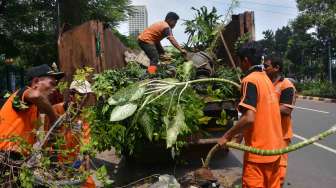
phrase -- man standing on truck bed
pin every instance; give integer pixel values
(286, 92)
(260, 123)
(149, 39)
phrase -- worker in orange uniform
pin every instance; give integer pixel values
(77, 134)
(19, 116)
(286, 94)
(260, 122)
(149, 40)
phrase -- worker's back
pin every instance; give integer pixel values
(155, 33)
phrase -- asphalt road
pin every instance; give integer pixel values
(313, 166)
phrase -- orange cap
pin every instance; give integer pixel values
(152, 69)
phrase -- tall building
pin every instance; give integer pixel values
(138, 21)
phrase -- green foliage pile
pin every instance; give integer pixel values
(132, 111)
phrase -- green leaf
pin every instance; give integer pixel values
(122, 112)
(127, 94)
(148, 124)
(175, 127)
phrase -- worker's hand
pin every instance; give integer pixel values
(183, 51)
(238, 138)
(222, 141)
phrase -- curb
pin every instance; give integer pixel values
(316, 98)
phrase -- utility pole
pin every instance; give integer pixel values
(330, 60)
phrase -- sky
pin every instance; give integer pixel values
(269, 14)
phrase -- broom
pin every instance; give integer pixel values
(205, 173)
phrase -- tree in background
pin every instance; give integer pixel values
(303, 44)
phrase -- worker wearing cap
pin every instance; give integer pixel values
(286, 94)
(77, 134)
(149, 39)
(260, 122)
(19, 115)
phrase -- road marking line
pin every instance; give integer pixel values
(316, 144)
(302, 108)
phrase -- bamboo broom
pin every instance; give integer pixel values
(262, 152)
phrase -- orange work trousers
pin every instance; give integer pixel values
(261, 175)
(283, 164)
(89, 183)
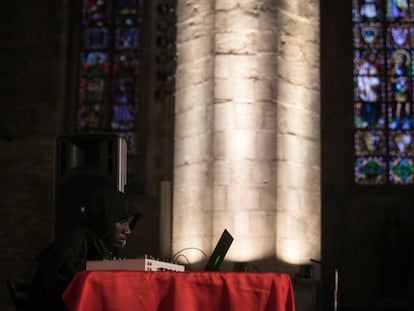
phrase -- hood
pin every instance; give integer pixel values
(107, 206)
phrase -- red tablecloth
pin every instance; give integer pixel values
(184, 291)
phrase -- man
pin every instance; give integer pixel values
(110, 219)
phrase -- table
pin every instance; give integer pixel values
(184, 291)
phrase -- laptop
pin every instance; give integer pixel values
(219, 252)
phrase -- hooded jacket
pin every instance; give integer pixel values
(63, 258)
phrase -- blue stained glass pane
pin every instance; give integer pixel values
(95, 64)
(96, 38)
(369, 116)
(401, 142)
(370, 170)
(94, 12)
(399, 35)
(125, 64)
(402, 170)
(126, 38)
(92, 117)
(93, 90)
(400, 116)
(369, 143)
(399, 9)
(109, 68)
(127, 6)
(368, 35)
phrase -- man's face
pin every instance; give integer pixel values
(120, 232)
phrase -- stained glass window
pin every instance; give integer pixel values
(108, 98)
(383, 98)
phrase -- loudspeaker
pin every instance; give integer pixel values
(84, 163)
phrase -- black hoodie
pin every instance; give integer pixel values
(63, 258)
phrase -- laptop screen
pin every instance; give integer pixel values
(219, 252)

---

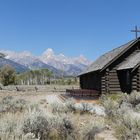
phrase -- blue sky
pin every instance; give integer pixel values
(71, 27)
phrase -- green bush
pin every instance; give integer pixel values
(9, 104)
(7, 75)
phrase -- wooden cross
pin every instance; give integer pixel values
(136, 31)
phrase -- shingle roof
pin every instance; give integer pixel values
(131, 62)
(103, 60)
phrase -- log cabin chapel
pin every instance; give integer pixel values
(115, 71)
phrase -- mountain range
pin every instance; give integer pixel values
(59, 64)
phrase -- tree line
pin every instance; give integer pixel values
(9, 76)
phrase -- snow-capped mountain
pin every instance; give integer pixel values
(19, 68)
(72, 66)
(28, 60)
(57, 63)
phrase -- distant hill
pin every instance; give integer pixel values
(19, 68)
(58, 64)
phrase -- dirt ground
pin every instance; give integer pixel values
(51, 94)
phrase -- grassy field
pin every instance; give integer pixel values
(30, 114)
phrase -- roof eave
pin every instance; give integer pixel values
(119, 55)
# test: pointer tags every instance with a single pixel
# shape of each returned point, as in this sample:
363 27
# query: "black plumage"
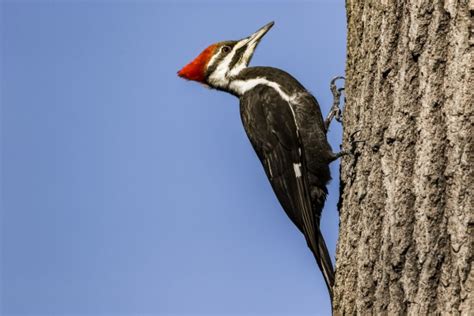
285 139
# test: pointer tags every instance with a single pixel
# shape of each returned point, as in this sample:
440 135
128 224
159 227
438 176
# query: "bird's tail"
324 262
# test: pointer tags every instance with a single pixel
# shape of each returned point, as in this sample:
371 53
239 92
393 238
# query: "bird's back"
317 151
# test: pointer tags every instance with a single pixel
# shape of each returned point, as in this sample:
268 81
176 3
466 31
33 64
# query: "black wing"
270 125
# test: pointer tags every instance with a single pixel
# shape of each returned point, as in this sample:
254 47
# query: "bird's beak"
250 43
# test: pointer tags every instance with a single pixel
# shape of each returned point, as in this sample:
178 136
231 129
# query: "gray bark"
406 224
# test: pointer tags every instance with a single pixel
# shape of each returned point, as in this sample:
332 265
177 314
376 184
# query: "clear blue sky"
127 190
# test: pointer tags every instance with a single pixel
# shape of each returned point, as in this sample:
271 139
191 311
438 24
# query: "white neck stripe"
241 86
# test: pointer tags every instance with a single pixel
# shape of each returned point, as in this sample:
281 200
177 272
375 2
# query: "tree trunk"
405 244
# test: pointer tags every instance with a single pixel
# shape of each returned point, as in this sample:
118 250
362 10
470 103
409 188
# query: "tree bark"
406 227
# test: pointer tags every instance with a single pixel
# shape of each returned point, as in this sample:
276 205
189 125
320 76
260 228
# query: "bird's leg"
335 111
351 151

--

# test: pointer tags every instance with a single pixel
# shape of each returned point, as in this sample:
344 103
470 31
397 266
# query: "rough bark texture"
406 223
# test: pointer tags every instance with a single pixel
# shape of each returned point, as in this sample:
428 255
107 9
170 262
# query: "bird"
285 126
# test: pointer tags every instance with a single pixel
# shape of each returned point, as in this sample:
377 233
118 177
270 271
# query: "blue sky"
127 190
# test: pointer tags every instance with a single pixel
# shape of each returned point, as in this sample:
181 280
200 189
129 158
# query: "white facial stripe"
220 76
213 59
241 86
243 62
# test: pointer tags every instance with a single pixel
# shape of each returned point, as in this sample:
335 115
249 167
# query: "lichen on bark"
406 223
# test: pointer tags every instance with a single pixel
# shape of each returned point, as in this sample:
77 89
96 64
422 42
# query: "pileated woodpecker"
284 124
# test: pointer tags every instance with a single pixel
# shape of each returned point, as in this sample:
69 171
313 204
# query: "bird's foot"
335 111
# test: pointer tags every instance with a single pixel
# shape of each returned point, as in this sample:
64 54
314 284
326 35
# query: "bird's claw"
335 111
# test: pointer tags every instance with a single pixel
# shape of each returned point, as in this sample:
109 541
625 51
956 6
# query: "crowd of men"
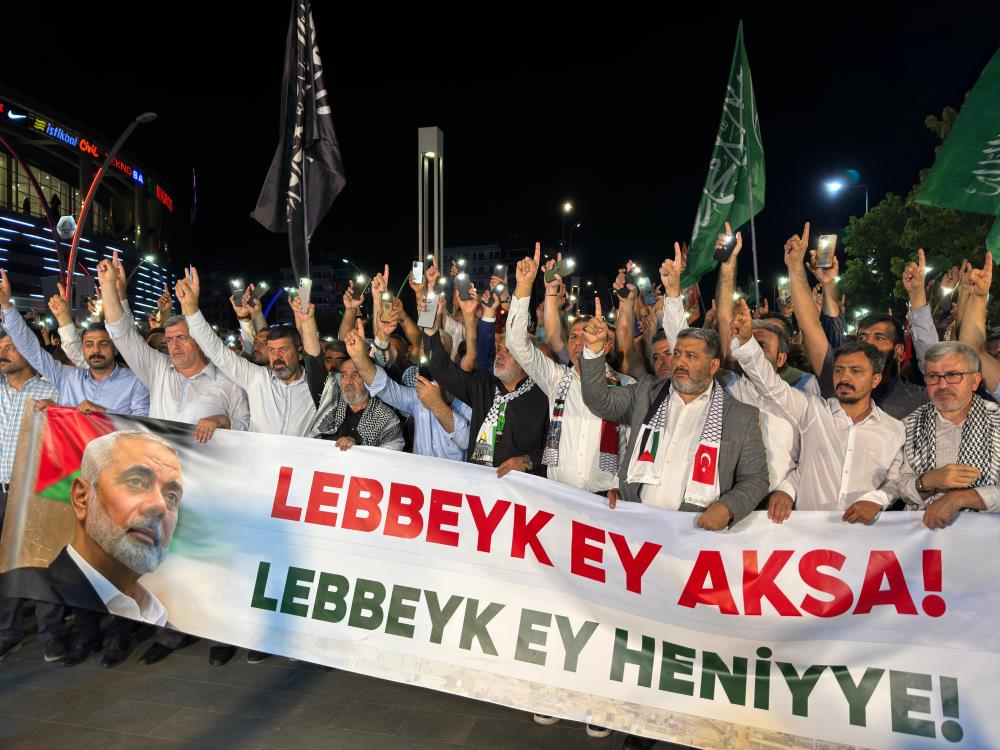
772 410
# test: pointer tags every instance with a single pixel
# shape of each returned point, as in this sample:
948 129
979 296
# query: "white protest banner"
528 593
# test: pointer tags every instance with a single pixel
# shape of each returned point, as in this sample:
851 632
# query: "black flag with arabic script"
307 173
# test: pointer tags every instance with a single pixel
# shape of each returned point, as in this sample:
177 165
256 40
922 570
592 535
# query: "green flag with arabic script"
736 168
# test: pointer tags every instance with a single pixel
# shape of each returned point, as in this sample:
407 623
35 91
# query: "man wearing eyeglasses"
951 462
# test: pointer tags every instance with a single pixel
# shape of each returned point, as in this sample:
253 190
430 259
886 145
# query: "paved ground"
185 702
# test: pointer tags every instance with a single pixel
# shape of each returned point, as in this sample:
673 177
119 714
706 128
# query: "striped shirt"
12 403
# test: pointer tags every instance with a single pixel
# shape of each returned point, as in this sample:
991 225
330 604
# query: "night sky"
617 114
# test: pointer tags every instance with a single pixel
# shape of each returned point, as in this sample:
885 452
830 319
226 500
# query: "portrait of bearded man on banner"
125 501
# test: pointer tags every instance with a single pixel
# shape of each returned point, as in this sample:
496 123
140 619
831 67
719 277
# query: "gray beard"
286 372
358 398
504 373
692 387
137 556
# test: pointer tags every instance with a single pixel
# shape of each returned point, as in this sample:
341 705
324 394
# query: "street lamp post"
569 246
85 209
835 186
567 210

YOUR INSTRUCTIONS:
Count the lines in the records above that contain the word "worker" and reply with only that number.

RESPONSE TO THE TASK:
4